◆ EXCERPT
+ + + + + + +

On 2/29/24 6:31 PM, alison.schofi...@intel.com wrote:
> From: Alison Schofield <alison.schofi...@intel.com>
>
> Media_error records are logged as events in the kernel tracing
> subsystem. To prepare the media_error records for cxl list, enable
> tracing, trigger the poison list read, and parse the generated
> cxl_poison events into a json representation.
>
> Use the event_trace private parsing option to customize the json
> representation based on cxl-list calling options and event field
> settings.
>
> Signed-off-by: Alison Schofield <alison.schofi...@intel.com>
> ---
> cxl/json.c | 271 +++++++++++++++++++++++++++++++++++++++++++++++++++++
> 1 file changed, 271 insertions(+)
>
> diff --git a/cxl/json.c b/cxl/json.c
> index 7678d02020b6..c681176aa483 100644
> --- a/cxl/json.c
> +++ b/cxl/json.c
> @@ -1,16 +1,20 @@
> // SPDX-License-Identifier: GPL-2.0
> // Copyright (C) 2015-2021 Intel Corporation. All rights reserved.
> #include <limits.h>
> +#include <errno.h>
> #include <util/json.h>
> +#include <util/bitmap.h>
> #include <uuid/uuid.h>
> #include <cxl/libcxl.h>
> #include <json-c/json.h>
> #include <json-c/printbuf.h>
> #include <ccan/short_types/short_types.h>
> +#include <tracefs/tracefs.h>
>
> #include "filter.h"
> #include "json.h"
> #include "../daxctl/json.h"
> +#include "event_trace.h"
>
> #define CXL_FW_VERSION_STR_LEN 16
> #define CXL_FW_MAX_SLOTS 4
> @@ -571,6 +575,261 @@ err_jobj:
> return NULL;
> }
>
> +/* CXL Spec 3.1 Table 8-140 Media Error Record */
> +#define CXL_POISON_SOURCE_UNKNOWN 0
> +#define CXL_POISON_SOURCE_EXTERNAL 1
> +#define CXL_POISON_SOURCE_INTERNAL 2
> +#define CXL_POISON_SOURCE_INJECTED 3
> +#define CXL_POISON_SOURCE_VENDOR 7
> +
> +/* CXL Spec 3.1 Table 8-139 Get Poison List Output Payload */
> +#define CXL_POISON_FLAG_MORE BIT(0)
> +#define CXL_POISON_FLAG_OVERFLOW BIT(1)
> +#define CXL_POISON_FLAG_SCANNING BIT(2)
> +
> +struct poison_ctx {
> + struct json_object *jpoison;
> + struct cxl_region *region;
> + struct cxl_memdev *memdev;
> + unsigned long flags;
> +};
> +
> +static struct cxl_memdev *find_memdev(struct cxl_region *region,
> + const char *memdev_name)

+ + + + + + +

◆ DATASET EXTRACT
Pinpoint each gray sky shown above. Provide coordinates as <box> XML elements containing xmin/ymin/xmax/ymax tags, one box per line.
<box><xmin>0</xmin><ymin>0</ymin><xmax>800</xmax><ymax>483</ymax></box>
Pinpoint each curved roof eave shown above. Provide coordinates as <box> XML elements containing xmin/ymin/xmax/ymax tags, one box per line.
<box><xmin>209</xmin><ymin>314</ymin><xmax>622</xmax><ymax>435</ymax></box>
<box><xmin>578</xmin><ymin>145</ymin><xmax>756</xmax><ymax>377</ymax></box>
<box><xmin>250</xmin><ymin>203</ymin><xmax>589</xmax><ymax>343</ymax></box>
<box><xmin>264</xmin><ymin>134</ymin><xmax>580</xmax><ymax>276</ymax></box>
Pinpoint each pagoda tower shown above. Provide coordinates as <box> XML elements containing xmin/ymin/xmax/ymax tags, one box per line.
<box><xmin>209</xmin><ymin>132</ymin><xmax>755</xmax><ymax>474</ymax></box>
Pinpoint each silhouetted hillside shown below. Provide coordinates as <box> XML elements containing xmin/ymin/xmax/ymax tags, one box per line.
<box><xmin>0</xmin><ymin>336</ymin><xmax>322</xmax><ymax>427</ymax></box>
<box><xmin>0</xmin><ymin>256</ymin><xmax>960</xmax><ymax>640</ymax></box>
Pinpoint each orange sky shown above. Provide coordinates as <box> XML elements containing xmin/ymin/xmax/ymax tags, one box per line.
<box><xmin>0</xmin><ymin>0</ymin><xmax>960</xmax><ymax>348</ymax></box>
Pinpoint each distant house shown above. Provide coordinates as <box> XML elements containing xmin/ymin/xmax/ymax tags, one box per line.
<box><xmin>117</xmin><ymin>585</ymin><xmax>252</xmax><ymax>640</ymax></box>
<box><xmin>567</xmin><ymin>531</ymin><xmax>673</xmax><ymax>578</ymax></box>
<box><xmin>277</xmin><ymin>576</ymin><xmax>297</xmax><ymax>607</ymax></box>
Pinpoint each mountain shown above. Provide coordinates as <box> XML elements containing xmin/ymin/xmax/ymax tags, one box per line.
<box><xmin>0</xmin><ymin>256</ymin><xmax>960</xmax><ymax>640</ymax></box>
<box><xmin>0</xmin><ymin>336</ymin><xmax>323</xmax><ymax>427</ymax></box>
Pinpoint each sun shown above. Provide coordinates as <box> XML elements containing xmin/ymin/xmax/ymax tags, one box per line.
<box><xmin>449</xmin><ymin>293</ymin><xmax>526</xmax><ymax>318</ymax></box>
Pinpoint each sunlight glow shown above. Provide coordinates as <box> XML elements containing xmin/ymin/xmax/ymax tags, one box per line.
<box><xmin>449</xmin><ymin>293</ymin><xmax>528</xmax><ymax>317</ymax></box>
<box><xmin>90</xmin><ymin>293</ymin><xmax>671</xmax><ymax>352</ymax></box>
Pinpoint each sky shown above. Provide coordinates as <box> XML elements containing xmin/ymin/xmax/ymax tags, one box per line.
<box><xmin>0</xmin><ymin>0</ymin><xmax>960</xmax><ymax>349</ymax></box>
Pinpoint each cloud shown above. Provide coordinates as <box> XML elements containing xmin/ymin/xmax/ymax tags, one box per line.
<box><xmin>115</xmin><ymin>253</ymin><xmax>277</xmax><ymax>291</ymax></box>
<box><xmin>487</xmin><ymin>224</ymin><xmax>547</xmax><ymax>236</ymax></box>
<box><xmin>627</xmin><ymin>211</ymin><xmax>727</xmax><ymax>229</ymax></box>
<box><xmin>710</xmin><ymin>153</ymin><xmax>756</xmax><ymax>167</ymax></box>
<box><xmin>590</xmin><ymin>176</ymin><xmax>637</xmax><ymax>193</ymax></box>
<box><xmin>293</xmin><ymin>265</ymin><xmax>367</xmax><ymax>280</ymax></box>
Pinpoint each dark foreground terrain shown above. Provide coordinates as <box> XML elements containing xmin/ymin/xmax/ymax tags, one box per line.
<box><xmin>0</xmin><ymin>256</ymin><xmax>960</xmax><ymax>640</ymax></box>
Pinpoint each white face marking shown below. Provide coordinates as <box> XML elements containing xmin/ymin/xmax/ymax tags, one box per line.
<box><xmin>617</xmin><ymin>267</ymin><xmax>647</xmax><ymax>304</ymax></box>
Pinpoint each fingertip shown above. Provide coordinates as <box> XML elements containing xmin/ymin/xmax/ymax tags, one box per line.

+ + + + + + +

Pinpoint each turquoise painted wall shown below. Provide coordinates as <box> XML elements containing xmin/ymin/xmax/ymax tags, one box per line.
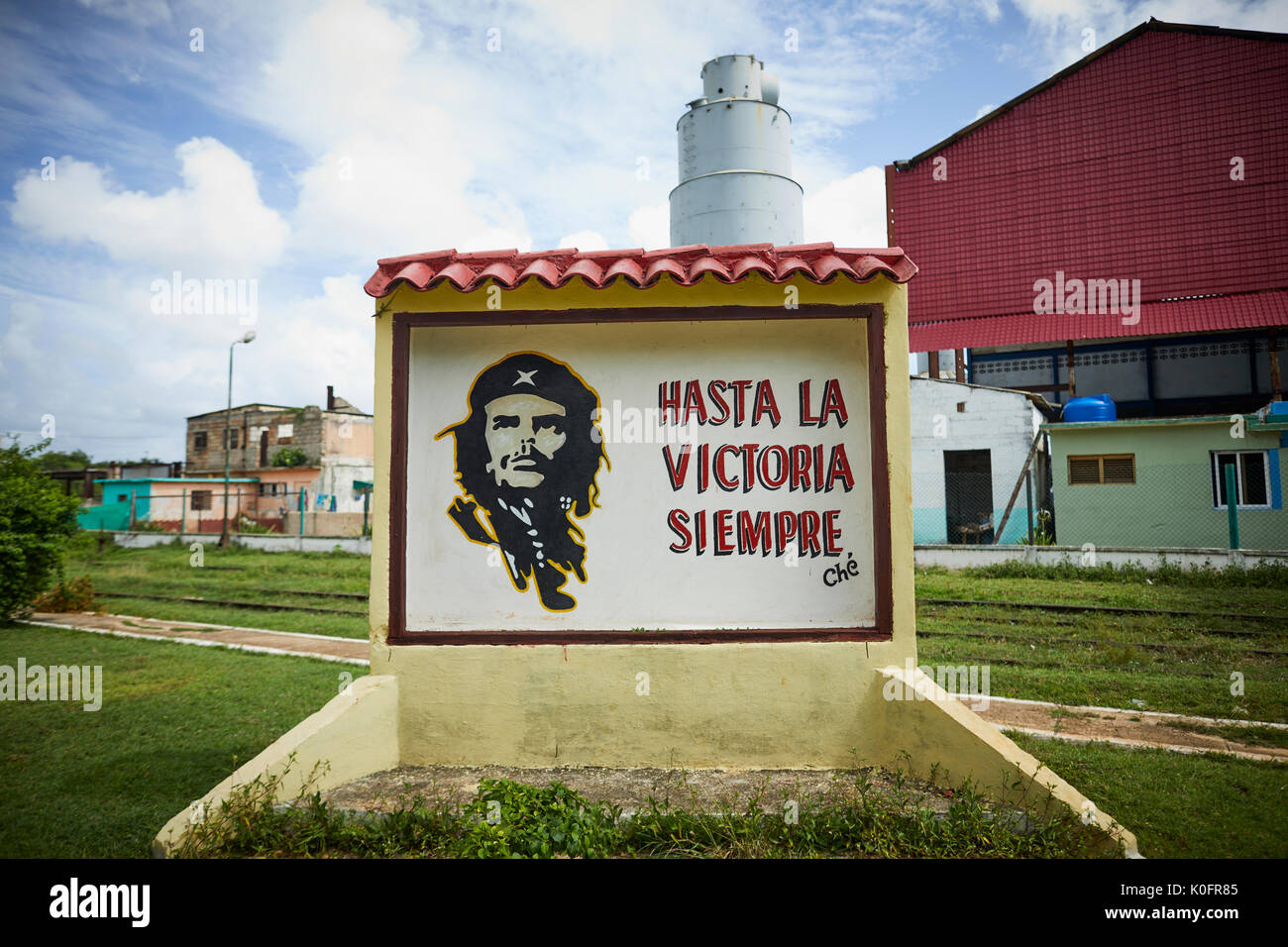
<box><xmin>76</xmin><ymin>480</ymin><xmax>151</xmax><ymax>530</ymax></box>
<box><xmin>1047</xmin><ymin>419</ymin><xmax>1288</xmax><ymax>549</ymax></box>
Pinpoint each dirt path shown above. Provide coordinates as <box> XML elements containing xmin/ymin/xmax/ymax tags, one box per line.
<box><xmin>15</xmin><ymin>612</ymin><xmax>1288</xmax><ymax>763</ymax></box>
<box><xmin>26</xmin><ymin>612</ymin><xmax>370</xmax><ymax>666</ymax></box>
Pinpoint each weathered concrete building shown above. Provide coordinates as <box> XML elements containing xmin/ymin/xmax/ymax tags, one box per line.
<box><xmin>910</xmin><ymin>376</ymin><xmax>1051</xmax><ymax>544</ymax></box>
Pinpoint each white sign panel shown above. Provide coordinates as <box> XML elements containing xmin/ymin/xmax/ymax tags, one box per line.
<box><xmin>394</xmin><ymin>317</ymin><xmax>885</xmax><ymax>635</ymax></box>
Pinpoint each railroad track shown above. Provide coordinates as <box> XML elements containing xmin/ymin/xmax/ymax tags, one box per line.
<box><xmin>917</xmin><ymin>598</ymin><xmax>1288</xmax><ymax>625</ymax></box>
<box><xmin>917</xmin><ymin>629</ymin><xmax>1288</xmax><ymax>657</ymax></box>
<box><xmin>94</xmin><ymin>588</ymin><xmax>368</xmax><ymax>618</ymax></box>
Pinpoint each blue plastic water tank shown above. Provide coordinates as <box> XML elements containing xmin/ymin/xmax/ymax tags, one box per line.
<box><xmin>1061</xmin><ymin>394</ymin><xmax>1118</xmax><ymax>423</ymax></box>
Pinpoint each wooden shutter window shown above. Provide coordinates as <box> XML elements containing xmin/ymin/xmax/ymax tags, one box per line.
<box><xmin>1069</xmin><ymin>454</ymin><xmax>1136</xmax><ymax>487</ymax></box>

+ + + + + + +

◆ REQUEST 1
Which poison source constants are defined in the CXL patch excerpt? Give each macro name.
◆ REQUEST 2
Reproduce the CXL patch excerpt from "On 2/29/24 6:31" up to and including "a json representation.".

◆ COMPLETE RESPONSE 1
CXL_POISON_SOURCE_UNKNOWN
CXL_POISON_SOURCE_EXTERNAL
CXL_POISON_SOURCE_INTERNAL
CXL_POISON_SOURCE_INJECTED
CXL_POISON_SOURCE_VENDOR

◆ COMPLETE RESPONSE 2
On 2/29/24 6:31 PM, alison.schofi...@intel.com wrote:
> From: Alison Schofield <alison.schofi...@intel.com>
>
> Media_error records are logged as events in the kernel tracing
> subsystem. To prepare the media_error records for cxl list, enable
> tracing, trigger the poison list read, and parse the generated
> cxl_poison events into a json representation.